> Exercise prompt
Each record should be given back exactly, with none missing.

(Stored data entries)

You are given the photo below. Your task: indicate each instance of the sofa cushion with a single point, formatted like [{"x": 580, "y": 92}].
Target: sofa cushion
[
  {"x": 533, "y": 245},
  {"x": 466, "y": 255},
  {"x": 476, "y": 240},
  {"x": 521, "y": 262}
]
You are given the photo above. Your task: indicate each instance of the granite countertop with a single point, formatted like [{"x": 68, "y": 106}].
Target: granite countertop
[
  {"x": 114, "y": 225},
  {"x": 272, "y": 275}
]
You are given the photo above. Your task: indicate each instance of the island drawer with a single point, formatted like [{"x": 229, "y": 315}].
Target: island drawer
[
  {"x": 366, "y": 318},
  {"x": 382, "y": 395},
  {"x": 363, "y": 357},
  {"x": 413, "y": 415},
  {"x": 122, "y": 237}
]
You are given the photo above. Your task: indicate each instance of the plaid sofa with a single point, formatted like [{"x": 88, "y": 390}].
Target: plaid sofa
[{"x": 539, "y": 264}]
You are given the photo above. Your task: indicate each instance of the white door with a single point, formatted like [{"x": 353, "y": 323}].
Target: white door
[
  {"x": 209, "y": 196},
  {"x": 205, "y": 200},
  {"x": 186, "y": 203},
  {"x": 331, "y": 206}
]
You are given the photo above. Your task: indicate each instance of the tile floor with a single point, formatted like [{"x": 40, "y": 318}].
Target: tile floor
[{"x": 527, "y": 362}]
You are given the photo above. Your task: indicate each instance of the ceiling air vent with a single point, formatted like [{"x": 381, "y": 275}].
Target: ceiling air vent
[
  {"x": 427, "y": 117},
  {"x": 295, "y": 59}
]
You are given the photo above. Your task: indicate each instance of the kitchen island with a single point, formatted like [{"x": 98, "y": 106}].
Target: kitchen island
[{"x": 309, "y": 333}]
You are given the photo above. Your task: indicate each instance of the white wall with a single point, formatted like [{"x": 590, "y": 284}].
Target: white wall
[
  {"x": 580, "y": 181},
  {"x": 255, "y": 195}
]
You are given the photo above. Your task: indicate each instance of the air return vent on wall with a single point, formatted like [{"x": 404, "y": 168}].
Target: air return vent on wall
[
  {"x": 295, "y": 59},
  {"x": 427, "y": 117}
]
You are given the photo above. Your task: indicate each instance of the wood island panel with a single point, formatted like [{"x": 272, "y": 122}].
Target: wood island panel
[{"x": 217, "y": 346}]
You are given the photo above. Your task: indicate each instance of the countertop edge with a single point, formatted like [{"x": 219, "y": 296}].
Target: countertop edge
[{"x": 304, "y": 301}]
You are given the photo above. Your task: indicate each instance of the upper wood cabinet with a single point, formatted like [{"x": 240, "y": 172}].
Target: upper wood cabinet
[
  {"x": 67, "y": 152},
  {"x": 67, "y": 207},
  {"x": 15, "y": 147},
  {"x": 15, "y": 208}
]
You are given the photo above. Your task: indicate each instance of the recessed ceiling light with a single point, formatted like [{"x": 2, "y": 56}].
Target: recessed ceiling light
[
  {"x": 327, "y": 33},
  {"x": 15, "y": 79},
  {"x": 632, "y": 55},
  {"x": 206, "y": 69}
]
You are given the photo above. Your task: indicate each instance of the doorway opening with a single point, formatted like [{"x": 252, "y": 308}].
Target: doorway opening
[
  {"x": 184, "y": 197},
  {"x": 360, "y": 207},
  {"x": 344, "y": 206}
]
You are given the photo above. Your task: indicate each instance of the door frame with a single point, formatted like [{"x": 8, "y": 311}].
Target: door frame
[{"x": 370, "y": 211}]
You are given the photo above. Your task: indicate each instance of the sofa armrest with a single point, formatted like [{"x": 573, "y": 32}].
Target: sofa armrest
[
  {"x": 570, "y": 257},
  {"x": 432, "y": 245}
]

> Response for this exercise
You are given the photo below. Your task: indicate each instance of the sofa cushion with a single point, formatted like [{"x": 580, "y": 92}].
Target: sofa cushion
[
  {"x": 533, "y": 245},
  {"x": 466, "y": 255},
  {"x": 476, "y": 240},
  {"x": 521, "y": 262}
]
You are given the photo above. Your task: indicate each instance of the granite countertop with a single point, formatted like [{"x": 68, "y": 106}].
Target: granite countertop
[
  {"x": 114, "y": 225},
  {"x": 272, "y": 275}
]
You are given the photo above. Your task: indicate each instance of the island drawer with a single point, formatted like [{"x": 229, "y": 315}].
Target: island drawer
[
  {"x": 366, "y": 318},
  {"x": 382, "y": 395},
  {"x": 363, "y": 357},
  {"x": 413, "y": 415},
  {"x": 122, "y": 237}
]
You are given the photo above. Your task: indicate each instance of the plaid sofa with a single point, formatted like [{"x": 88, "y": 390}].
Target: plaid sofa
[{"x": 539, "y": 264}]
You are given the photo above. Your task: indicate each instance of the white door with a single point, formatted like [{"x": 353, "y": 323}].
Target: white door
[
  {"x": 209, "y": 196},
  {"x": 205, "y": 200},
  {"x": 186, "y": 203},
  {"x": 331, "y": 206}
]
You are given the photo above. Your task: indicate each instance of the tile floor with a single point, formatted like [{"x": 40, "y": 318}].
Target: tile floor
[{"x": 527, "y": 362}]
You are given the photo above. Your task: indicate each instance of the ceiling air vent with a single point, formatted like [{"x": 381, "y": 275}].
Target: ceiling air vent
[
  {"x": 427, "y": 117},
  {"x": 295, "y": 59}
]
You are given the photo above. Your task: indicate each instance of the kitchen island with a single point, formatted like [{"x": 98, "y": 106}].
Target: kitchen island
[{"x": 309, "y": 333}]
You are given the photo above. Your task: indicate each instance of the white wall with a single point, formatted like [{"x": 590, "y": 284}].
Target: white wall
[
  {"x": 580, "y": 181},
  {"x": 255, "y": 195}
]
You are given the photo above. Your task: indicate each instance of the air return vent on wall with a single point, formatted like [{"x": 404, "y": 168}].
Target: air return vent on wall
[
  {"x": 295, "y": 59},
  {"x": 427, "y": 117}
]
You are given the photo above. Your task: indicate each instance of the wood island panel with a single point, formatted like [{"x": 272, "y": 122}].
Target: wood island panel
[{"x": 217, "y": 346}]
You are given the photo above. Your task: indicate each instance of the countertop edge with a single point, formatted like [{"x": 219, "y": 296}].
Target: countertop edge
[{"x": 304, "y": 301}]
You are given the photo above. Your task: indicate each instance of the upper wood cabinet with a single point, formatted like [{"x": 240, "y": 172}].
Target: upper wood cabinet
[
  {"x": 67, "y": 152},
  {"x": 67, "y": 207},
  {"x": 15, "y": 147},
  {"x": 15, "y": 208}
]
You are given the photo above. Your task: indicate each instance of the recessed ceiling light with a single point, formatted like [{"x": 2, "y": 56}].
Target: recessed ceiling light
[
  {"x": 327, "y": 33},
  {"x": 15, "y": 79},
  {"x": 632, "y": 55},
  {"x": 206, "y": 69}
]
You are given the photo above. Your task: indicate each instance of the doorway opening with a single point, formatted like [{"x": 252, "y": 308}].
Target: doorway opening
[
  {"x": 184, "y": 197},
  {"x": 360, "y": 207},
  {"x": 344, "y": 206}
]
You are given the photo above. Your task: indicate each instance of the door frame with a single point, formatted like [{"x": 8, "y": 311}].
Target: door frame
[{"x": 370, "y": 211}]
You are given the photo above. Your task: indicate each instance of the sofa armrest with a single point, formatted like [{"x": 573, "y": 32}].
Target: sofa armrest
[
  {"x": 570, "y": 257},
  {"x": 432, "y": 245}
]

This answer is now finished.